Point localization data:
·····

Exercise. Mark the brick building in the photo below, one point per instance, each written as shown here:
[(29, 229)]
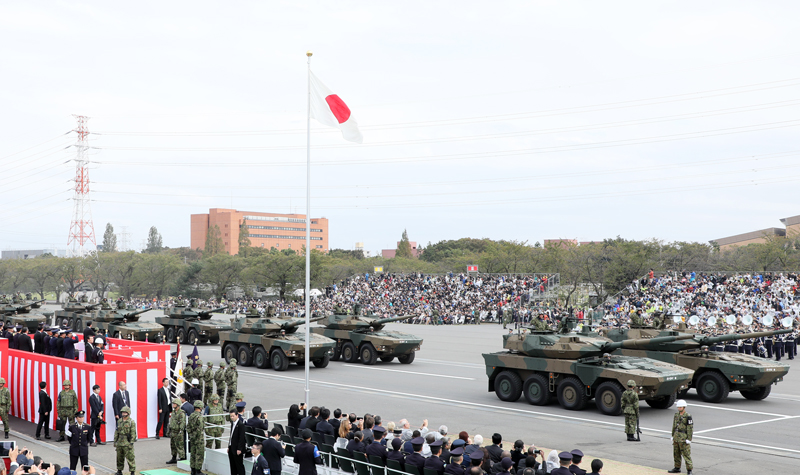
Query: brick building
[(267, 230)]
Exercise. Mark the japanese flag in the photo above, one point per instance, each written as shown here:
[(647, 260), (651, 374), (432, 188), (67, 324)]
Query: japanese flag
[(330, 110)]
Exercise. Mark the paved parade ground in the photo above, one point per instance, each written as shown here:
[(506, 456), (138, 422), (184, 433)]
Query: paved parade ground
[(447, 384)]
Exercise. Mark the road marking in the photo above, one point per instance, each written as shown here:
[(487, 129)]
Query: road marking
[(407, 372), (747, 424)]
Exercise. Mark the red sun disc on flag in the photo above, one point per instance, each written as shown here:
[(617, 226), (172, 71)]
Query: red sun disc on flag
[(338, 107)]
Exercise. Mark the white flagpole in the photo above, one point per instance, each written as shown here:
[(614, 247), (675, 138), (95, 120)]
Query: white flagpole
[(308, 227)]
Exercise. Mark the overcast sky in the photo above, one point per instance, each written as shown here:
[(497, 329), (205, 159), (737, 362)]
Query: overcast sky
[(507, 120)]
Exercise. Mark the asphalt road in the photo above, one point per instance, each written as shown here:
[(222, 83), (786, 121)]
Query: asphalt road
[(447, 384)]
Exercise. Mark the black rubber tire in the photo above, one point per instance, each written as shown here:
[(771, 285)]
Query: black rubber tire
[(244, 355), (756, 394), (407, 358), (572, 395), (508, 386), (664, 402), (278, 360), (260, 358), (322, 362), (368, 354), (608, 398), (349, 352), (536, 390), (713, 387), (229, 351)]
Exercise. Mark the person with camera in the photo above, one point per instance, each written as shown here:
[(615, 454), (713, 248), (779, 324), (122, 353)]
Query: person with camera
[(79, 436)]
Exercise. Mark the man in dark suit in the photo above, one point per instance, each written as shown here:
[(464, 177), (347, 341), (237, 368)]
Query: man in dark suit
[(45, 408), (260, 465), (96, 415), (164, 409), (236, 445), (274, 452), (121, 399), (307, 455), (79, 441)]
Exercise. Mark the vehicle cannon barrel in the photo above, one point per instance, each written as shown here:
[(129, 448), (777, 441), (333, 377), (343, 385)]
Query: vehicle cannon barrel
[(642, 343), (710, 340)]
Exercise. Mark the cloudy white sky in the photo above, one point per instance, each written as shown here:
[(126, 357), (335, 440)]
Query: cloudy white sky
[(509, 120)]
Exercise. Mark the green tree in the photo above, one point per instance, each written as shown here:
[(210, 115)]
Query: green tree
[(154, 241), (109, 239), (404, 247), (214, 243)]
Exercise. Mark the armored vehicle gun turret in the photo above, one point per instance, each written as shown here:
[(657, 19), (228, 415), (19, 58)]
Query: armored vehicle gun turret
[(574, 368), (268, 341), (715, 373), (362, 337), (191, 324)]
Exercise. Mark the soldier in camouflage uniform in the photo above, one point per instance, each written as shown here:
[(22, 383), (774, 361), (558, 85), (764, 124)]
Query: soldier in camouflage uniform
[(195, 428), (217, 413), (66, 406), (219, 379), (124, 437), (231, 380), (208, 383), (5, 405), (630, 407), (177, 428), (682, 430)]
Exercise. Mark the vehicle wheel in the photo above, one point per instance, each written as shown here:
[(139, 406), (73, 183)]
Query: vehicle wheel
[(245, 356), (368, 354), (713, 387), (536, 390), (260, 358), (349, 353), (664, 402), (571, 394), (756, 394), (322, 362), (508, 386), (608, 398), (229, 352), (279, 360), (407, 358)]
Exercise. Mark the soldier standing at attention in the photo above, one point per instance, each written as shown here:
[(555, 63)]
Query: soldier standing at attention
[(231, 380), (217, 413), (177, 427), (195, 430), (208, 380), (682, 429), (124, 437), (219, 379), (630, 406), (5, 405), (66, 406)]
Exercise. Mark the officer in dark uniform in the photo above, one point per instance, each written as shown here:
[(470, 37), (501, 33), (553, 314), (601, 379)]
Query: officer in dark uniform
[(79, 441), (434, 462)]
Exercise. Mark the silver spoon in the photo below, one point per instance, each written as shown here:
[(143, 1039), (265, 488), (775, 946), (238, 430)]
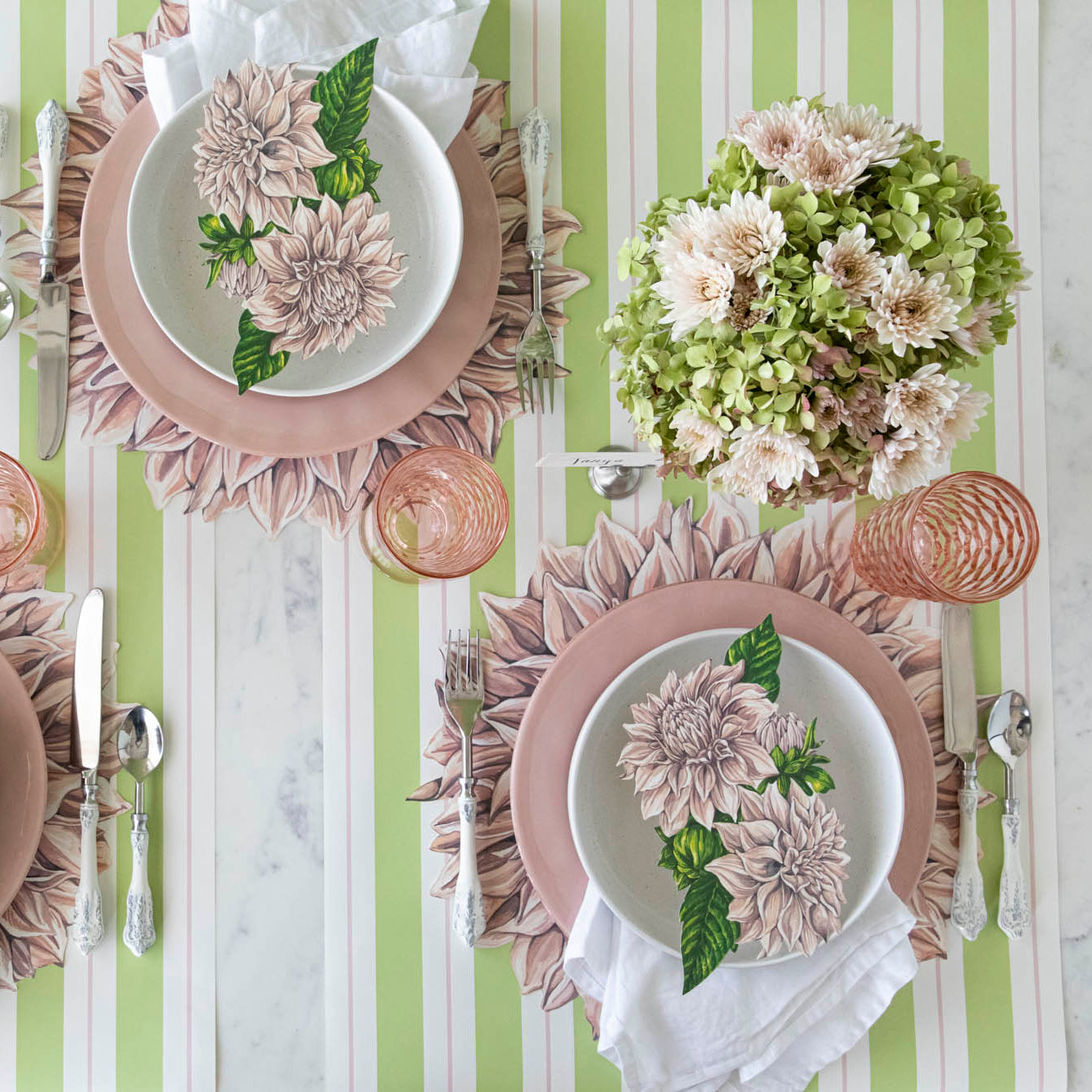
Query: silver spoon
[(140, 748), (7, 296), (1009, 734)]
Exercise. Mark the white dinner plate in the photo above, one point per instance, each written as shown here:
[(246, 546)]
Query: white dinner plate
[(416, 187), (619, 850)]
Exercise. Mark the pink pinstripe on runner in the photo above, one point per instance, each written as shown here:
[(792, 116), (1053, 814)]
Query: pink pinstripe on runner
[(446, 902), (189, 807), (1023, 597), (348, 831)]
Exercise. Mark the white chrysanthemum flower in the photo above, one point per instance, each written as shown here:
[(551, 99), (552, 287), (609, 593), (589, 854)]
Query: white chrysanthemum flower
[(760, 458), (910, 309), (822, 166), (977, 335), (697, 437), (904, 462), (963, 419), (922, 401), (747, 235), (771, 135), (863, 132), (686, 233), (695, 288), (851, 263)]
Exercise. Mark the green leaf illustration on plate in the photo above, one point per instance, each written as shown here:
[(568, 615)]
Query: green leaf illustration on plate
[(252, 360), (760, 650), (708, 933), (343, 93), (351, 174)]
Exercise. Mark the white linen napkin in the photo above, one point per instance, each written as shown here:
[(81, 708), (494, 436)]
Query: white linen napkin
[(423, 55), (766, 1029)]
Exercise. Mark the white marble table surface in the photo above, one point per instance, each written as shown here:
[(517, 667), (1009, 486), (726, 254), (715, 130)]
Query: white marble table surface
[(269, 637)]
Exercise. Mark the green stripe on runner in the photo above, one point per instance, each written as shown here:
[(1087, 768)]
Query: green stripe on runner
[(679, 154), (140, 677), (773, 66), (399, 1006), (986, 977), (39, 1018), (39, 1031), (594, 1072), (871, 29), (584, 184), (892, 1052)]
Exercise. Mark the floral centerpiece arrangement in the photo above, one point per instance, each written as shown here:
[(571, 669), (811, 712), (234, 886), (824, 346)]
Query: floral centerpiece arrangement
[(735, 784), (794, 327), (294, 233)]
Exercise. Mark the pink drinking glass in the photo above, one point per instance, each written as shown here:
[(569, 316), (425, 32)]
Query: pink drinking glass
[(969, 537), (439, 512), (29, 524)]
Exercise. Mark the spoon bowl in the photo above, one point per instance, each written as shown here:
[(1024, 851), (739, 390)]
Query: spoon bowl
[(1009, 727), (140, 743)]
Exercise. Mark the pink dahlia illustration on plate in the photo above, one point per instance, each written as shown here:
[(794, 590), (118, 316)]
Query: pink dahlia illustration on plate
[(294, 233), (735, 786)]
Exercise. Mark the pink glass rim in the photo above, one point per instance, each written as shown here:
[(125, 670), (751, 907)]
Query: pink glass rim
[(419, 459), (33, 540), (972, 478)]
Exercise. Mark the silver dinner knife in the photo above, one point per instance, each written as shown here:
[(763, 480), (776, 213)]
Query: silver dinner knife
[(961, 738), (52, 125), (86, 725)]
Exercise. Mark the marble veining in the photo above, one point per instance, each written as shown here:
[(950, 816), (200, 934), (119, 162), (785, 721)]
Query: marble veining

·····

Exercise directions:
Starting with the line above that holds "Exercise. Mark the person" and stopping with the line that holds "[(139, 406), (73, 183)]", reproduce each line exactly, omitting all other lines.

Result of the task:
Exercise. Mark the person with camera in the photo above, one point per instance, each written as shown here:
[(615, 454), (713, 248), (779, 324), (122, 353)]
Query: person with camera
[(79, 436)]
Exercise. Mark the man in dark suit in the photo above, one point per instance, each written as shown here:
[(464, 177), (347, 341), (237, 368)]
Query: man in dark suit
[(45, 408), (260, 465), (96, 415), (164, 409), (236, 445), (274, 452), (121, 399), (307, 455), (79, 441)]
Exercise. Mark the vehicle cannon barrel in the photo above, one point per instance, each written as shown here:
[(129, 448), (777, 441), (333, 377), (343, 385)]
Query: vehicle cannon barrel
[(642, 343), (710, 340)]
Exercise. Mark the cloudy white sky in the photo above, one point per instance, each written as shown here:
[(126, 357), (335, 440)]
Query: cloudy white sky
[(509, 120)]
Exercise. Mark the green tree in the photo above, one point per instance, each written as shown here:
[(210, 115)]
Query: green tree
[(154, 241), (109, 239), (404, 247), (214, 243)]
Exercise. Mark the armored vehicle gun turret in the photo above, one point per instance, each written as shown here:
[(657, 19), (228, 415), (19, 58)]
Query: armored vehicle gun turret
[(574, 368), (268, 341), (715, 373), (362, 337), (191, 324)]
Exercise. Mark the soldier in camouflage uniform in the photo above, one point per instance, each written as shown here:
[(22, 383), (774, 361), (558, 85), (764, 124)]
Query: soldier in camouflage uniform
[(195, 428), (217, 413), (66, 406), (219, 379), (124, 437), (231, 380), (208, 383), (5, 405), (630, 407), (177, 428), (682, 430)]
Exercise. Mark the vehicle wheel in the photo above, one point per instance, each written as shown here:
[(139, 406), (73, 183)]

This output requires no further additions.